● WHAT THIS TASK INVOLVES:
Reproduce every entry that follows word for word, but omit the images.
-----
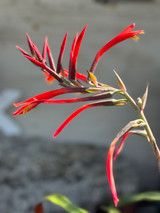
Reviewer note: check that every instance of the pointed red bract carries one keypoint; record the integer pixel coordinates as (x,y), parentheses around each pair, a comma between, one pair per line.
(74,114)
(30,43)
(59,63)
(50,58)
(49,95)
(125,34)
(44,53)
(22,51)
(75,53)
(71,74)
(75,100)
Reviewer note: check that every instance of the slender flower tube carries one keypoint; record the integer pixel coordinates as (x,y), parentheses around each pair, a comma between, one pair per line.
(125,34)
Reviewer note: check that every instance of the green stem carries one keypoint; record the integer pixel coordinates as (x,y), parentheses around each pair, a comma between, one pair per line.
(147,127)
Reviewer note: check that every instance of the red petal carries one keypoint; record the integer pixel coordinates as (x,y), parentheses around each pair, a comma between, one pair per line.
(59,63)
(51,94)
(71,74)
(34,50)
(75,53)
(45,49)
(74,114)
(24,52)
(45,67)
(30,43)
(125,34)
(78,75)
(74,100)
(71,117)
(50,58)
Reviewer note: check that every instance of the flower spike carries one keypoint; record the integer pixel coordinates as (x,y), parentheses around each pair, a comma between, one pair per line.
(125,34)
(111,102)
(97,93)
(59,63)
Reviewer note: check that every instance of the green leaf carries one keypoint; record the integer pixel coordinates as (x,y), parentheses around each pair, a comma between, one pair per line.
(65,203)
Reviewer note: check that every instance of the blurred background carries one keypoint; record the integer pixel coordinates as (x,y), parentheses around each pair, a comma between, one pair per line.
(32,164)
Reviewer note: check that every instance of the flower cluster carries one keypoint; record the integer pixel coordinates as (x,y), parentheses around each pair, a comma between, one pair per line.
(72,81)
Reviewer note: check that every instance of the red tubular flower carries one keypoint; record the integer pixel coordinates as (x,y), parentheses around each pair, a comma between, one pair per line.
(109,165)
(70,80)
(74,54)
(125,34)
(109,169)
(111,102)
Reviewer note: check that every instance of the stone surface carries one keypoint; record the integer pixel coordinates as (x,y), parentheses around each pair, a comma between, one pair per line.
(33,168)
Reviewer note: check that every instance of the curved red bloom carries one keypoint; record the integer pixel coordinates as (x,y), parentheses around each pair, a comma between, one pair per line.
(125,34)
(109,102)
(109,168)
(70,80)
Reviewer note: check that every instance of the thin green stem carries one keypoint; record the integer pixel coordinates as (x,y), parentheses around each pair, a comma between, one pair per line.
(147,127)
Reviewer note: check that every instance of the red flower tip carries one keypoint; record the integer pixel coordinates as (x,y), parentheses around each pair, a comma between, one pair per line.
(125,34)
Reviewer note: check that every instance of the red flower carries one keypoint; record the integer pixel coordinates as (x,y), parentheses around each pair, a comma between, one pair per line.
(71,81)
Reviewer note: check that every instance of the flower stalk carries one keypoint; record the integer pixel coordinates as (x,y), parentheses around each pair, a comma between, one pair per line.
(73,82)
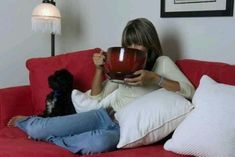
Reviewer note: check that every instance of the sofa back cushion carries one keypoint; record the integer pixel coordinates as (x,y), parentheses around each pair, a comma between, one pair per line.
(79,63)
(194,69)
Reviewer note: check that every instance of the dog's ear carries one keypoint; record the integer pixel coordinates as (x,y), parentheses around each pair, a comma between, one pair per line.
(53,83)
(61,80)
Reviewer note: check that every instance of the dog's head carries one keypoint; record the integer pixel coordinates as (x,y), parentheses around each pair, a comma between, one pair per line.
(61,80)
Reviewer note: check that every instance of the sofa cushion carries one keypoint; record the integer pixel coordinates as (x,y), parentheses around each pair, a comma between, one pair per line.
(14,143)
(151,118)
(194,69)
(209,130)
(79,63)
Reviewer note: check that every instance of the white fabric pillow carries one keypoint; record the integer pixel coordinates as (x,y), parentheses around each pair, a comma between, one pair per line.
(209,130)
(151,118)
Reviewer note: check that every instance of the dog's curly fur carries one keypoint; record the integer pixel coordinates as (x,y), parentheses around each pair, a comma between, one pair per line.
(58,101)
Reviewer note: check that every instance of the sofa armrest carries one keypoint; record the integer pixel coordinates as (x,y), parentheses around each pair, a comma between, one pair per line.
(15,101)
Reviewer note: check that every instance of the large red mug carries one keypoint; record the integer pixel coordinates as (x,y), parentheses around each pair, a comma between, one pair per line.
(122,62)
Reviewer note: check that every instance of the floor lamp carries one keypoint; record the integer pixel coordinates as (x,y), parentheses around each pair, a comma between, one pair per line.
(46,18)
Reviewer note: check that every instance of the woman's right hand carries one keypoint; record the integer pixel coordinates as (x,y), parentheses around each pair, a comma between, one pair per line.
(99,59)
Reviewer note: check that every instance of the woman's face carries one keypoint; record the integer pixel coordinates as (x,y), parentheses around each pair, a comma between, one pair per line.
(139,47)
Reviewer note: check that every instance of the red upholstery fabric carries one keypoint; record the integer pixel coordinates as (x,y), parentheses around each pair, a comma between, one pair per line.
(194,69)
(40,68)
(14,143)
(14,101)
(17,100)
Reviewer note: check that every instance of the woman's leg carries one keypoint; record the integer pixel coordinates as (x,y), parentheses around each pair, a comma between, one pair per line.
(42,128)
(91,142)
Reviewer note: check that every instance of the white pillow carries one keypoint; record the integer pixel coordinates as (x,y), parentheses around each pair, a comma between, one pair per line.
-----
● RESPONSE TO THE EXERCISE:
Reviewer note: check that every instance of the pointed red bract carries one keypoint; record the integer pixel coordinates as (x,y), parentheses around each pair, a comma between, one pair per line.
(74,114)
(30,43)
(59,63)
(50,58)
(49,95)
(125,34)
(44,53)
(22,51)
(75,53)
(71,74)
(75,100)
Reviewer note: check that every instance of the slender flower tube carries one keypoint; record the integer pixel coordinates as (x,y), parentheses around each pair, a comma between, one pair per line.
(125,34)
Reviewer note: check that every instance of the green stem carries one keypoint; record the integer pixel coordinates as (x,y), parentheses around each pair, a comma between, one pair per line.
(147,127)
Reviewer note: check that every instance of the red petal carries one keypoint; record the integer pixel coordinates as (x,y), parentheses around each pair, a comma between, one pair per line.
(59,63)
(51,94)
(71,74)
(34,50)
(75,53)
(45,49)
(74,114)
(24,52)
(45,67)
(30,43)
(125,34)
(78,75)
(74,100)
(71,117)
(50,58)
Reviewer note: check that every instance of the flower spike carries one keypoint; record the integer pixel coordinates as (x,y), parentheses around each pair, a comma between, one pair per line.
(125,34)
(111,102)
(97,93)
(59,63)
Reviewer note: check that every instance of the green leaf carries one keypoint; record the integer pixel coordinates as (x,y), parentheses around each pair, a comma between, one pair per line.
(65,203)
Reviewer note: check that every instance of the blurred background carries one keypoint; record the integer pixel coordinates as (x,y), parentheses around each pair, a comma between, one pair per line.
(32,164)
Reviewer note: check that every instance of the flower cluster carries one keypoint; record the integer pixel coordinates as (x,y), parentheses around each pair, a comma between, one pair per line.
(72,81)
Reviewer note: check that every instance of the red tubular flower carries one keypoint; record the integer pixel coordinates as (x,y), parentheses around each pair, a comma between, one pair per line.
(109,165)
(70,80)
(74,54)
(125,34)
(109,169)
(111,102)
Reviewer note: check that every instance of the stone surface carries one keypoint; record the integer pixel coordinates as (x,y), parentheses around each pair, a comma between, one pair per line.
(33,168)
Reviewer note: check that every instance of the curved red bloom carries one keypoint; record the integer pixel coordinates as (x,y), parentheses around each pair, a comma between, one pair per line.
(125,34)
(109,102)
(109,168)
(70,80)
Reviewer note: check that every instance of the thin green stem carries one keypoint; record the integer pixel coordinates as (x,y), parentheses around each pair, a comma between, one pair per line.
(147,127)
Reviewer note: check that every instance of the red flower tip carries one keypoint; record the integer pixel coordinates as (x,y), parentheses around each pair, a comma between, one pair per line.
(125,34)
Reviewer note: check that every instance of the red flower carries one keypoint; record the integer pixel coordinates as (x,y), parentheses around each pair, a comma between, one pair per line.
(71,81)
Reviewer note: check that every instance of the flower stalk carries one keypoint; record the integer pixel coordinates as (x,y), parentheses around each pair, a comma between, one pair per line.
(73,82)
Reviewer note: check that every instance of the sofa back cushion carries one keypoint; record the integer pixel coordinates as (x,y), parentheses around each pair, a comma between, one pair per line.
(79,63)
(194,69)
Reviewer note: check that every instance of the dog's ear carries one keypoint; record the integer pixel coordinates as (x,y), parentheses around each pair, a comma between, one pair per line.
(53,83)
(61,80)
Reviewer note: check that every instance of the dog's head carries one keypoint; record the integer pixel coordinates as (x,y), parentheses around each pair, a comma between, one pair per line.
(61,80)
Reviewer note: check that every instance of the sofa cushion carries one keypoint; record the integer pixel coordinates as (x,y), parentheses around each pair, a comma between, one pair per line.
(14,143)
(151,118)
(194,69)
(209,130)
(79,63)
Reviewer note: check that every instance of the white fabric pillow carries one keypoint; record the integer pixel coordinates as (x,y), parentheses around each pair, a comma between, one pair per line.
(209,130)
(151,118)
Reviewer note: check that every instance of the dog's curly fur carries one keypoint; record the integer pixel coordinates as (x,y), parentheses around each pair, a comma between, one pair per line.
(58,101)
Reviewer note: check that every instance of the sofa armrest carries one keypoint; record the integer pixel coordinates as (x,y), parentheses around each pair, a comma between, one pair per line.
(15,101)
Reviewer note: check that every instance of the large red mug carries one keypoint; record the integer pixel coordinates as (x,y), parentheses around each pair, a comma between, one pair per line.
(122,62)
Reviewer note: check that every instance of the floor lamp carries one keypoint; record the integer pixel coordinates as (x,y), parentheses around each pair, a comma between, one pair per line.
(46,18)
Reviewer note: check that every instance of the woman's right hand carries one keypoint; record the integer pixel coordinates as (x,y), parentheses around each pair, a comma between, one pair per line.
(99,59)
Reviewer note: check that every instance of the woman's face carries one keypoint; record the integer pixel coordinates as (x,y), parentheses around each pair, a comma between, one pair per line.
(139,47)
Reviewer note: check that every instance of the red upholstery fabric carries one keypoint; record the integer pixel coordinates as (x,y), parentheses around each pair, a comma between, one pair per line.
(194,69)
(40,68)
(14,143)
(14,101)
(17,100)
Reviewer note: check that every instance of the woman's leg carries one keypoint; record the integer pixel coordinates as (x,y), parentheses around each pair, a comma between, one pair per line.
(42,128)
(91,142)
Reviewer note: check that every instance of the white pillow carries one keypoint; record the integer pixel coordinates as (x,y), parentheses around each pair, a comma between, one pair per line.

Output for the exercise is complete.